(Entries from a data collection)
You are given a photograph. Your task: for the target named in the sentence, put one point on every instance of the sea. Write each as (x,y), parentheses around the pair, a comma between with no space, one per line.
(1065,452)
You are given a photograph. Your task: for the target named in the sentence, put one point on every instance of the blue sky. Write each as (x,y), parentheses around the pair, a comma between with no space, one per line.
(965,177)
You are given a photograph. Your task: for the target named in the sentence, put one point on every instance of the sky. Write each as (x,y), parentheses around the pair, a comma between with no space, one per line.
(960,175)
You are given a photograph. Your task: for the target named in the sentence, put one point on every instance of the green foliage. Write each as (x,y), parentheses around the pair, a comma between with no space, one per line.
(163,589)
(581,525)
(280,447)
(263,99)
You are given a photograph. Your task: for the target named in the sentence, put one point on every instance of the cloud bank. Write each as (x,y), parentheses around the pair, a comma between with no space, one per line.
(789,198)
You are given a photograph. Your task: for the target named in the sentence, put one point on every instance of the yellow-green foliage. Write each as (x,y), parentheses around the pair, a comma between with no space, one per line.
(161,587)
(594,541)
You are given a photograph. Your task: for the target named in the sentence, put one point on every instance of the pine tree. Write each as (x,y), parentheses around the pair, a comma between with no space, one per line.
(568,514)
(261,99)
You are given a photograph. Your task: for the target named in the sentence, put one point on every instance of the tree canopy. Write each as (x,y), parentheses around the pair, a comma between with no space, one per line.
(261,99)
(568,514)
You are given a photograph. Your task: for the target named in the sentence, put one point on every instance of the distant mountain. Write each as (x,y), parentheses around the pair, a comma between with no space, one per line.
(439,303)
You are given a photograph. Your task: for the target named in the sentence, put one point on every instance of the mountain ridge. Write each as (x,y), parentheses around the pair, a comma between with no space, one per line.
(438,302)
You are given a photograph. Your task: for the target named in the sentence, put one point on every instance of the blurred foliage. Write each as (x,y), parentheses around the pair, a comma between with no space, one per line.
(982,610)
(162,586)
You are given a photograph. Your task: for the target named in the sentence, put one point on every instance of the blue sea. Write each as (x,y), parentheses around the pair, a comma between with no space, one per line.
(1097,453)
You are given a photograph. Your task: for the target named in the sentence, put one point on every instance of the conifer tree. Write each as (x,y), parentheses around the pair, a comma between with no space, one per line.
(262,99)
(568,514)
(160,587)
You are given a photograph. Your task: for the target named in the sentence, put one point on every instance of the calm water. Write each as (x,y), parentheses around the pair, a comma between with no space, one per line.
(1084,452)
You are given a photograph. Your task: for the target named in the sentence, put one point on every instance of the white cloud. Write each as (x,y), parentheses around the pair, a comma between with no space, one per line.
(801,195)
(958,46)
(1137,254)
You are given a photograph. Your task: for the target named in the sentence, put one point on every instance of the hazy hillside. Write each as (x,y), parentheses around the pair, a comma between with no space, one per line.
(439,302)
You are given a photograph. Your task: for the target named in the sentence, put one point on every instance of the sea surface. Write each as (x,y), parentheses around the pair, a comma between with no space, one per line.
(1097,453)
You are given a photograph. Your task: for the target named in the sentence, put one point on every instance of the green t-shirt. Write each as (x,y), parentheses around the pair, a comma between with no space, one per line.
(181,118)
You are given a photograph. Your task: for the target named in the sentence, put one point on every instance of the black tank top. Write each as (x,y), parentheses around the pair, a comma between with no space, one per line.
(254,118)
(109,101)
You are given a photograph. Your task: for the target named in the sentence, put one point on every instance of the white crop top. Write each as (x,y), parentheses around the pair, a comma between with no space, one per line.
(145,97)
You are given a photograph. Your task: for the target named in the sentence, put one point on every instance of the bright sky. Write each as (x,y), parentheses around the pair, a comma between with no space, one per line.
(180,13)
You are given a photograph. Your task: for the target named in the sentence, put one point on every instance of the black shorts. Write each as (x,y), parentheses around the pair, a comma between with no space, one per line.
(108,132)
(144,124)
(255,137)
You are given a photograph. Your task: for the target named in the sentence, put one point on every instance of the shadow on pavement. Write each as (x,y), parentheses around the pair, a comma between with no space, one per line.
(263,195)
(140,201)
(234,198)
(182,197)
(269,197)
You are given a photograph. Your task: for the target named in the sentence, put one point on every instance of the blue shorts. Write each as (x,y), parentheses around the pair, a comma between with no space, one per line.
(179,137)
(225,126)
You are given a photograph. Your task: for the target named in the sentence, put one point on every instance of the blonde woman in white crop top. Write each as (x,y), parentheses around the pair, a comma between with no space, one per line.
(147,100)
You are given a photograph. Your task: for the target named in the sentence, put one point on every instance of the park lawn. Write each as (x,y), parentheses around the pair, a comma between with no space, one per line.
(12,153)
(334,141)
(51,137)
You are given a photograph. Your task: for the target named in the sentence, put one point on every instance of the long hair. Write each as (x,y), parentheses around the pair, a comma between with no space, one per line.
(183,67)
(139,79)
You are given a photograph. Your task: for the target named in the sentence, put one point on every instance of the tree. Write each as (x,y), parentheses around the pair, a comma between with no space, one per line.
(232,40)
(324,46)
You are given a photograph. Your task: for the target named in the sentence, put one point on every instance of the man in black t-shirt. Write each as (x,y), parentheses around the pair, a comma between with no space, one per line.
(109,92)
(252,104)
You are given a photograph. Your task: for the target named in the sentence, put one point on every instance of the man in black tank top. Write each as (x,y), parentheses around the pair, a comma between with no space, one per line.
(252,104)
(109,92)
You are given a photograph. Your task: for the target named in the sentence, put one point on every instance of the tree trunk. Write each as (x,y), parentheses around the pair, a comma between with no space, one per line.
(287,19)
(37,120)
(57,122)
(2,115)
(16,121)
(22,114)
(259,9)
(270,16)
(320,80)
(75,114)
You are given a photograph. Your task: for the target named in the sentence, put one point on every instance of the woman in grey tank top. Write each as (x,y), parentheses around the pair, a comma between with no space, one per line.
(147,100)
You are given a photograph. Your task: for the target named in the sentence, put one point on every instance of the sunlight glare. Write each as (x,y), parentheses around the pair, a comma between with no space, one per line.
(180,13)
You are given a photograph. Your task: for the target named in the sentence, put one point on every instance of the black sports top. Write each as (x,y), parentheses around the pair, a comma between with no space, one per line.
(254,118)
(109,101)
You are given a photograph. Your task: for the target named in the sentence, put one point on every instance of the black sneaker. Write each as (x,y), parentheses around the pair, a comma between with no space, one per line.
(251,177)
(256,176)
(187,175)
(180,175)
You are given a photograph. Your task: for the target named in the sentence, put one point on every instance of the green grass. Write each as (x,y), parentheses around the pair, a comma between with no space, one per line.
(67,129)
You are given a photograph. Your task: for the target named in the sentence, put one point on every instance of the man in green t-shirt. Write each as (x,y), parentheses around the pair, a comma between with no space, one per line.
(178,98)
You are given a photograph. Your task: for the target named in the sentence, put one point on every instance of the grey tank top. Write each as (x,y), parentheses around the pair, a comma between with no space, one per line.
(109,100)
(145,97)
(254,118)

**Required task**
Reproduce, word for word, the part of the entries that opens with the line containing "of the grey" and runs through the last line of the entries.

**Finished exercise**
You are given a photograph. Your task: for the target named in the sentence, put one point on every instance of the grey tank top. Write each as (x,y), parentheses around the pair, a comma between with no space, one per line.
(109,100)
(145,97)
(254,118)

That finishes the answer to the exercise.